Excerpted passage Start Marker

Due to the sensitive and sexual nature of the condition, many men opt to consult the internet first when seeking to understand Erectile Dysfunction (ED), anonymously researching the subject and any potential solutions online [1] prior to enlisting their primary care physician or urologist for advice and treatment. Now with the rapid release of publicly accessible, consumer-facing Generative Artificial Intelligence (GAI) like ChatGPT, studying the efficacy of patient-facing GAI is crucial as the technology evolves. We have read with interest the recent study by Razdan et al., which raises important questions about the capabilities and limitations of large language models like ChatGPT applied to answering common inquiries about ED [2]. A number of significant conclusions can be drawn from their results.

It is crucial to recognize that GPT models are not specifically trained in medical knowledge, unlike specialized systems such as Medpalm2 [3]. Despite GPT’s impressive ability to respond to medical inquiries, there is an inherent risk of inaccuracies when addressing public questions. A significant concern is the manner in which these chatbots deliver responses. The “human-like” format and style of their outputs can mislead patients into over-trusting this “AI oracle” without skepticism. This is particularly perilous because, unlike Google searches where users actively select from numerous links or webpages, the sources behind AI-powered chatbot responses are obscured, and the output is singular. This raises an essential issue: as physicians, we must engage actively in the development and evaluation of these AI-chatbots, rather than passively accept them or become involved only at the final stages. In the business of medicine, which fundamentally relies on trust, the accuracy and validation of the knowledge used by GPTs in responding to patient inquiries must be meticulously scrutinized and validated [4].

Excerpted passage End Marker
Excerpted records Start Marker

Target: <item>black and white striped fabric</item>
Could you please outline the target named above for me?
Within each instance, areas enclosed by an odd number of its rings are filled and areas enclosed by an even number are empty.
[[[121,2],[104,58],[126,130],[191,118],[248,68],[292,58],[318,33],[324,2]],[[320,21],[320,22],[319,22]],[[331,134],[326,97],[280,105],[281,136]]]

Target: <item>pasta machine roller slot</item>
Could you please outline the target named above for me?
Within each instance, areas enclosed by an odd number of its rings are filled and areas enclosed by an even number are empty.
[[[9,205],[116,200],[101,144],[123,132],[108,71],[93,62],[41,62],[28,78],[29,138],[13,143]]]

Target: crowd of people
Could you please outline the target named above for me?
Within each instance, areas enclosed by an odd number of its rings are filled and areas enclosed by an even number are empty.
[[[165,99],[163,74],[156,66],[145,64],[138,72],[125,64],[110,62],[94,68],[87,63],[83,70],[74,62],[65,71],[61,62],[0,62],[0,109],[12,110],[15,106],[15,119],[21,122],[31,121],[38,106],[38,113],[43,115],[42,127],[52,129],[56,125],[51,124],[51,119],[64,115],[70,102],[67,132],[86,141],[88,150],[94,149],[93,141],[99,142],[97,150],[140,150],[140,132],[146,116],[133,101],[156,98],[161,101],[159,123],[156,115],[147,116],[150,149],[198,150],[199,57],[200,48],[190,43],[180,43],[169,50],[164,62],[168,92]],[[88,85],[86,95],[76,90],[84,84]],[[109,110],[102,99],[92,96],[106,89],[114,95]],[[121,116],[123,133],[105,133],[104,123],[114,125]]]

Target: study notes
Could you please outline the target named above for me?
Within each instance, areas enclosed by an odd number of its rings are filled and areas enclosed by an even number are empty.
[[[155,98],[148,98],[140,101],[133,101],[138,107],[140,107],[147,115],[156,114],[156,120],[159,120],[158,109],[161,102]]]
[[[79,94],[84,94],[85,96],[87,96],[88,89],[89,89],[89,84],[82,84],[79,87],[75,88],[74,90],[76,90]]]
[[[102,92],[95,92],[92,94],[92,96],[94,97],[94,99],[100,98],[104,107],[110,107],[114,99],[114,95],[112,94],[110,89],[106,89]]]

Excerpted records End Marker

Tasks for this exercise.
(a) Answer these about the letter on ChatGPT and erectile dysfunction:
(i) Whose recent study does the letter respond to?
(ii) Which specialized system is named as trained in medical knowledge, unlike GPT models?
(iii) Unlike Google searches, what two things are said about AI-powered chatbot responses?
(b) Extend the letter on ChatGPT and erectile dysfunction, starting after its last sentence.
The records are not needed for anything asked here.

Expected outputs.
(a)
(i) The study by Razdan et al.
(ii) Medpalm2.
(iii) Their sources are obscured, and the output is singular.

(b)
We found the results of the authors’ readability analysis particularly telling and generalizable. Prior studies have shown that ChatGPT produces (when not otherwise prompted) standard outputs of post-secondary grade level when employed for various medical use cases [5, 6]. We agree with the authors that the reading level and terminology used by ChatGPT exceeds the health literacy level of many ED patients. It is best practice to not exceed a Flesch-Kincaid Grade Level readability score above grade level 8 on medical documentation intended for patient understanding, as is the case for informed consent forms [7]. It is the role of the physician to educate the patient about finding verifiable, understandable information online for their conditions [8]. Simply put, the more patients truly comprehend, the better. To improve the readability of generated outputs, and therefore the level of understanding of the online patient population, we believe that prompting the chatbot to simplify its explanations and use more colloquial terms could make ChatGPT’s responses more accessible when the responses are intended specifically to be patient-facing.

We also found their interpretation of ChatGPT’s “empathy” to merit further investigation. Men’s health conditions necessitate empathetic answers from healthcare professionals and source material, which extends inherently to online resources. ChatGPT’s ability to demonstrate empathy and provide couples counseling reveals the technology’s potential to aid in reducing the stigma around ED and encourage open communication on the subject before one comes into clinic. This ability to incorporate supportive language suggests this technology could be useful in co-piloting, alongside healthcare professionals, online information seeking particularly for men’s health diseases.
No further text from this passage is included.